WORK TO DO: State how many lines of the material below contain the word "shirt", giving only the number.

= = = = =

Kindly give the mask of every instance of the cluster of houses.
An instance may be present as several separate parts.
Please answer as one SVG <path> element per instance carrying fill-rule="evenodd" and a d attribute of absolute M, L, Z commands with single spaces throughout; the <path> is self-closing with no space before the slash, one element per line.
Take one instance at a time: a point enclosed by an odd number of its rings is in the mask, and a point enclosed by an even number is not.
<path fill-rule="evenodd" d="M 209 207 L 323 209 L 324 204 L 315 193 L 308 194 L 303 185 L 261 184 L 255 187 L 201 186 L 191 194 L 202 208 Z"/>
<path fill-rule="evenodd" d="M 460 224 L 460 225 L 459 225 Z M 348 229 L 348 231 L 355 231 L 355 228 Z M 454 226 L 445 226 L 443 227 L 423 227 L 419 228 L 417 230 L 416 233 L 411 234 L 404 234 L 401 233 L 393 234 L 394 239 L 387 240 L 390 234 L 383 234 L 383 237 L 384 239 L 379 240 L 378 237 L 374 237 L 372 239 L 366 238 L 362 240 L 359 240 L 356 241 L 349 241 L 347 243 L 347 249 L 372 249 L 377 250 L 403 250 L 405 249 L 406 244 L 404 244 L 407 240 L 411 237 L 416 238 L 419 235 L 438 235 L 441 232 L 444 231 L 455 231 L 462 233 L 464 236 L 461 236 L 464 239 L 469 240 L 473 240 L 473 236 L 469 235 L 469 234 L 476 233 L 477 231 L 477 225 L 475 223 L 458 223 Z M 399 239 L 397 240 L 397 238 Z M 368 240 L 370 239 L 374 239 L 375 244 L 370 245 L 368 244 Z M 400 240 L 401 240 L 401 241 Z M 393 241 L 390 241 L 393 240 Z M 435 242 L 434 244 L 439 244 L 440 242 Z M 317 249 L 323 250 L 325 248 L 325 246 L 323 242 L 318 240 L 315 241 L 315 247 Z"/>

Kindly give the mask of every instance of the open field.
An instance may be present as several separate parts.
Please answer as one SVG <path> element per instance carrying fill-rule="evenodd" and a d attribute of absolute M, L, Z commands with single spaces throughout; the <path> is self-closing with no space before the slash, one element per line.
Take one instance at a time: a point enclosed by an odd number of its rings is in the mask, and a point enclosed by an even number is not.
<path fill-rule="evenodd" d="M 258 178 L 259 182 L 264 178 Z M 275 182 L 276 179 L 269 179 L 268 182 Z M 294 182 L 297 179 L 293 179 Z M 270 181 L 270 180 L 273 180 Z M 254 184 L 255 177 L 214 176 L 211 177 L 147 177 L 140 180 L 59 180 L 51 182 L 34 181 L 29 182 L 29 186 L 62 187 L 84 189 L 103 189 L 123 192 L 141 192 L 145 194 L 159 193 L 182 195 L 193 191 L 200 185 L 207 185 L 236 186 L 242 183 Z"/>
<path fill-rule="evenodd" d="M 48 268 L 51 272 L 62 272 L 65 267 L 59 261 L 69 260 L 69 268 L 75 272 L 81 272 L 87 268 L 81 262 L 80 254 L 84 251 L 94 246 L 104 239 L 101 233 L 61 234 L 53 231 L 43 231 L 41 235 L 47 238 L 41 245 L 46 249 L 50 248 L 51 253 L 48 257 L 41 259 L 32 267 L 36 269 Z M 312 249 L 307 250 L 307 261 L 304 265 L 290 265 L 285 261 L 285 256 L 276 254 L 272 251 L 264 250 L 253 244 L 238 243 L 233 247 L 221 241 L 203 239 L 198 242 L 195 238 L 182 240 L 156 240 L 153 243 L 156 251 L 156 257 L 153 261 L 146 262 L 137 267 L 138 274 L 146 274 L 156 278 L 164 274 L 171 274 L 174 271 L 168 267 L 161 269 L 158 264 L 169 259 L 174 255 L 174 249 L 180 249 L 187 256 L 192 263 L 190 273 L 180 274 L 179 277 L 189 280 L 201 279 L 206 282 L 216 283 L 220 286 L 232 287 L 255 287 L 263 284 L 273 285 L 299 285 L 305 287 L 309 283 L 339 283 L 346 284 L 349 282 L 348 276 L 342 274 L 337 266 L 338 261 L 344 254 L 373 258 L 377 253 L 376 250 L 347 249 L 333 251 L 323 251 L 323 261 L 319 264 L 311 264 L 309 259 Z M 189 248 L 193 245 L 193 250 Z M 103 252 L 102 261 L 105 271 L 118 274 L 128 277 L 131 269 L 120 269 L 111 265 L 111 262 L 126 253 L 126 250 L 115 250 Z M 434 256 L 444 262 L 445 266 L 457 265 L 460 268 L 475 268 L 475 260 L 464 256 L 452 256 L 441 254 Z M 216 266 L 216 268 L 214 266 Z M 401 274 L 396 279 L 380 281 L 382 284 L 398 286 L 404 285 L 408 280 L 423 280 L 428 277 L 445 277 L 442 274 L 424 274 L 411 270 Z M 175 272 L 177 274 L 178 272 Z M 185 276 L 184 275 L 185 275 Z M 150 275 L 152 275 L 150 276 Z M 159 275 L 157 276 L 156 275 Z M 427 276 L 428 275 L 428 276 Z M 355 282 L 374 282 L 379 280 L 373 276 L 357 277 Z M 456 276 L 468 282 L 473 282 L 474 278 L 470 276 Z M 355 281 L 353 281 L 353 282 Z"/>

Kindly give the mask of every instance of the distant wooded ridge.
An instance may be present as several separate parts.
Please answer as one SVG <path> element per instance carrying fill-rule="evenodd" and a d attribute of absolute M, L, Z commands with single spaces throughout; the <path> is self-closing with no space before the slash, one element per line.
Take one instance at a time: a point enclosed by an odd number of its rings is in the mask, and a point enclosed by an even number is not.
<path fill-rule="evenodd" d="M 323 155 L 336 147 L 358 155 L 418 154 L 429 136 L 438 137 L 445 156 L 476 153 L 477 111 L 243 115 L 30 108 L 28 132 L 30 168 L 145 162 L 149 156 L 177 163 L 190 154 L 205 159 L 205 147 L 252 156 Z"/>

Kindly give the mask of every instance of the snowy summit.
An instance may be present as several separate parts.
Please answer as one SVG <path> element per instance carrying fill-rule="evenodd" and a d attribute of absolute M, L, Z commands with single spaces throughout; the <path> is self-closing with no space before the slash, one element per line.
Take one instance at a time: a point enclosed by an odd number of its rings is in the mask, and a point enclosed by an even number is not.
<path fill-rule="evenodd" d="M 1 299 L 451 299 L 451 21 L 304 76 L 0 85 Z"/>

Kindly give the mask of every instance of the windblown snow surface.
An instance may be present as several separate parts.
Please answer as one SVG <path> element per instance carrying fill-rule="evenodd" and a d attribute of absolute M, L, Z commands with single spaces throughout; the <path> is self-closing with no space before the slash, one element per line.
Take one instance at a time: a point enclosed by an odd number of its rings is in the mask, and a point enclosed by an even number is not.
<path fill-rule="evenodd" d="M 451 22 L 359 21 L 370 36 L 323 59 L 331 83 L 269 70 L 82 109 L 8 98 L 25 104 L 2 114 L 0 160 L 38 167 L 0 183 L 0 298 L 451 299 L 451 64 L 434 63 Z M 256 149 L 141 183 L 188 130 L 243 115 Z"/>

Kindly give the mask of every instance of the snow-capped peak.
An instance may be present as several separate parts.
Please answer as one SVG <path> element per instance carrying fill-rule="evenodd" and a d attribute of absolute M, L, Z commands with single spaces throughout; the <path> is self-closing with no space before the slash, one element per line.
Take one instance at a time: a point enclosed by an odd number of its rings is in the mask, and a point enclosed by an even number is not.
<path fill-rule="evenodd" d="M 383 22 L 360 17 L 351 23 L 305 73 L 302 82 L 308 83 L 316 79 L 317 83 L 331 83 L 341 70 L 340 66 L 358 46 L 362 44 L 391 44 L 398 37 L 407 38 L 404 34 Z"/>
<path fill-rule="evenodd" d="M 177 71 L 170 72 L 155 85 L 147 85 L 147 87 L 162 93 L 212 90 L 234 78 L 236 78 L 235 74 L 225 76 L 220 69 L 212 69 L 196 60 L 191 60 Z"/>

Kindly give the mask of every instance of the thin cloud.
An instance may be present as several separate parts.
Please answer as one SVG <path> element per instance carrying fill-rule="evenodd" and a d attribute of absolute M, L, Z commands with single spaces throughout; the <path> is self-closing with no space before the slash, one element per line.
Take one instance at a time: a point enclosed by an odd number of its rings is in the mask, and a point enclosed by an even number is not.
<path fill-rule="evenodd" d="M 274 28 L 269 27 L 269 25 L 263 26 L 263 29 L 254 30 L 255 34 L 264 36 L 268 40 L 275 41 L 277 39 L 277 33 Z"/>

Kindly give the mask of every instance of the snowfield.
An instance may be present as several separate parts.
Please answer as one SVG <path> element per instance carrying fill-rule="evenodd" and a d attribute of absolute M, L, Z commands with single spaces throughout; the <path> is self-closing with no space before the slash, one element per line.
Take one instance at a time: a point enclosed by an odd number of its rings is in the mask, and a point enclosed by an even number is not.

= = = = =

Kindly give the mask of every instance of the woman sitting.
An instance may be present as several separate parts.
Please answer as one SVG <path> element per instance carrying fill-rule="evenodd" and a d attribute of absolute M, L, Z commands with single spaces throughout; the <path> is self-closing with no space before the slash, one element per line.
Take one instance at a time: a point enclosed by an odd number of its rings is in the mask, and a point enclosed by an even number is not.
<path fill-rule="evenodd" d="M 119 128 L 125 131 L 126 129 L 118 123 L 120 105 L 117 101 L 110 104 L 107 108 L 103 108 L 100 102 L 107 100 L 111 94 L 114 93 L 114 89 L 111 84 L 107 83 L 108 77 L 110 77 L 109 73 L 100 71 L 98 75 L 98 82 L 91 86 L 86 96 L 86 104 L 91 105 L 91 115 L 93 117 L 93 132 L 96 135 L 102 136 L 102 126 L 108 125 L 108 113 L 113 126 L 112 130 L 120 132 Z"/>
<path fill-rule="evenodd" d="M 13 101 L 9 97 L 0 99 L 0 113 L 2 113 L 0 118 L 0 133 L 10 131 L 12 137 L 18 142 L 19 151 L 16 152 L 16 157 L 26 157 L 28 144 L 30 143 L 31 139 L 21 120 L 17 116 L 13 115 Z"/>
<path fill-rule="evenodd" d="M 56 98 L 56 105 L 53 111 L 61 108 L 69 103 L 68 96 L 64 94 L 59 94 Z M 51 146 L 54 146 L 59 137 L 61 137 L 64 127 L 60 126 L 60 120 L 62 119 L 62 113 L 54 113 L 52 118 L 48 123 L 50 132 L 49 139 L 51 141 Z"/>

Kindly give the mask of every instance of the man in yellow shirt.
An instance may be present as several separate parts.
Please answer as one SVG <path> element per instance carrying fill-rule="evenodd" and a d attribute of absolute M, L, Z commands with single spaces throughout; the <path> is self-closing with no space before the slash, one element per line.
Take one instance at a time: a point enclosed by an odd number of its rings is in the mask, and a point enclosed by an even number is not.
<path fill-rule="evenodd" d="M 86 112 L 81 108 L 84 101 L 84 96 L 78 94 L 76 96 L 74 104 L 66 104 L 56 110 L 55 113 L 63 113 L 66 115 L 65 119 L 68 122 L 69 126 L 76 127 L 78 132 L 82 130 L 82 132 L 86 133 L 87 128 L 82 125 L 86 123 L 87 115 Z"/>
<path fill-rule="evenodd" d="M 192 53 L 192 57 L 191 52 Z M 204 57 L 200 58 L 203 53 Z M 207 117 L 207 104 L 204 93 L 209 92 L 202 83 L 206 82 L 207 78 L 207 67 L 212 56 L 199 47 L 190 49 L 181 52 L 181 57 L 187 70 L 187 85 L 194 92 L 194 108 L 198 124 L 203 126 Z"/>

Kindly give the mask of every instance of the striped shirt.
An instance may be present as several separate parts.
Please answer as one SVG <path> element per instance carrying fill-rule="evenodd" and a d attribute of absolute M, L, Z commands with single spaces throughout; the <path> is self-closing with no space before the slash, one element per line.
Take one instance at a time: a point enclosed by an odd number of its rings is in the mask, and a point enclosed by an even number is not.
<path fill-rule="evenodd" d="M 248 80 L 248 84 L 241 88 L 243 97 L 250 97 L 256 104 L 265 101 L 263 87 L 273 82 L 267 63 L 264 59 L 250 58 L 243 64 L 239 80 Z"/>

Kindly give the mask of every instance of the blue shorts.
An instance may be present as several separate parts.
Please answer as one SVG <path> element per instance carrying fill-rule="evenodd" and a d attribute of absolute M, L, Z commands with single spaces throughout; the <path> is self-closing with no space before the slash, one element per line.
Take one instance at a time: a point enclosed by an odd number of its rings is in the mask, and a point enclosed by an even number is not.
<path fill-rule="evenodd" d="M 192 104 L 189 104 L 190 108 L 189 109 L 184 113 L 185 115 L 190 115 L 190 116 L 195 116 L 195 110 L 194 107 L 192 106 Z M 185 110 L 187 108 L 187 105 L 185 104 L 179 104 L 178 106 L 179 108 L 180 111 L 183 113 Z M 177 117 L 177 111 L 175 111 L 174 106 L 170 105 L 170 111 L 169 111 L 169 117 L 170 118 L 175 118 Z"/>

= = = = =

EXPECTED ANSWER: 2